That is pretty much right. The fact is that the Poles were trying to get round the system, were caught out and European law was applied effectively, but we are not in the same situation. I am sure the Minister has looked at the matter carefully, so will he please tell us his view? As far as I can see, there is absolutely no justification for using Poland and that view is widely held in the Community.
The key reason why the issue has got stuck has nothing to do with health care but is to do with the turf war and vested interests. I suspect that there are people in the medical establishment who do not want statutory regulation because they think it would interfere with the status of their own profession. When I talked to the Department for Business, Innovation and Skills about this, there seemed to be some confusion because it thinks that we might be going down a route of more regulation unnecessarily, but, sine qua non, there will be no herbal sector if we do not do something about it. Not doing something is not an option. We cannot just leave the matter as it is. I am pretty sure that vested interests in the medial establishment are trying to block this.
I said in the House recently that I had had a chance meeting with Lord Wilson of Tillyorn who was the last but one Governor of Hong Kong and introduced statutory regulation of herbal medicine there. I ask him what the objectives had been and whether he had problems with the medical establishment, and he said that he did. There are two issues: health care and vested interests. That is worrying because those vested interests may be very powerful. Returning to what Dame Sally, the chief medical officer, said and what I learned at the Royal Society last Friday, I ask those vested interests to back off because antibiotics are not working. We need to find something else and herbal medicine is one way forward. It has been suggested that there would a legal challenge, presumably by people who are generally hostile to herbal medicine and increasingly misguided and misinformed. The Royal Society is the premier scientific body in this country, and the game is changing.

**Entries supplied**:
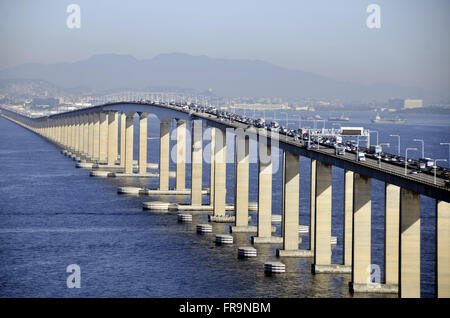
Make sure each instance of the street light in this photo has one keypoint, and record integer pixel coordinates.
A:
(375, 131)
(435, 167)
(398, 142)
(379, 156)
(423, 146)
(448, 144)
(406, 158)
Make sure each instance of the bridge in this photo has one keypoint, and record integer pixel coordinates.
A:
(94, 137)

**Study questions**:
**A.** Summarize the herbal medicine passage in two sentences.
**B.** List every organization or body that the herbal medicine passage refers to by a capitalized name.
**C.** Write out the part of the herbal medicine passage starting at "The key reason" and ending at "to block this.".

**Results by task**:
**A.** The speaker argues that statutory regulation of herbal medicine has got stuck because of a turf war and vested interests rather than health care, and suspects that people in the medical establishment are trying to block it. Saying that doing nothing is not an option and that antibiotics are not working, the speaker asks those vested interests to back off and calls herbal medicine one way forward.

**B.**
the Community
the Department for Business, Innovation and Skills
the House
the Royal Society

**C.**
The key reason why the issue has got stuck has nothing to do with health care but is to do with the turf war and vested interests. I suspect that there are people in the medical establishment who do not want statutory regulation because they think it would interfere with the status of their own profession. When I talked to the Department for Business, Innovation and Skills about this, there seemed to be some confusion because it thinks that we might be going down a route of more regulation unnecessarily, but, sine qua non, there will be no herbal sector if we do not do something about it. Not doing something is not an option. We cannot just leave the matter as it is. I am pretty sure that vested interests in the medial establishment are trying to block this.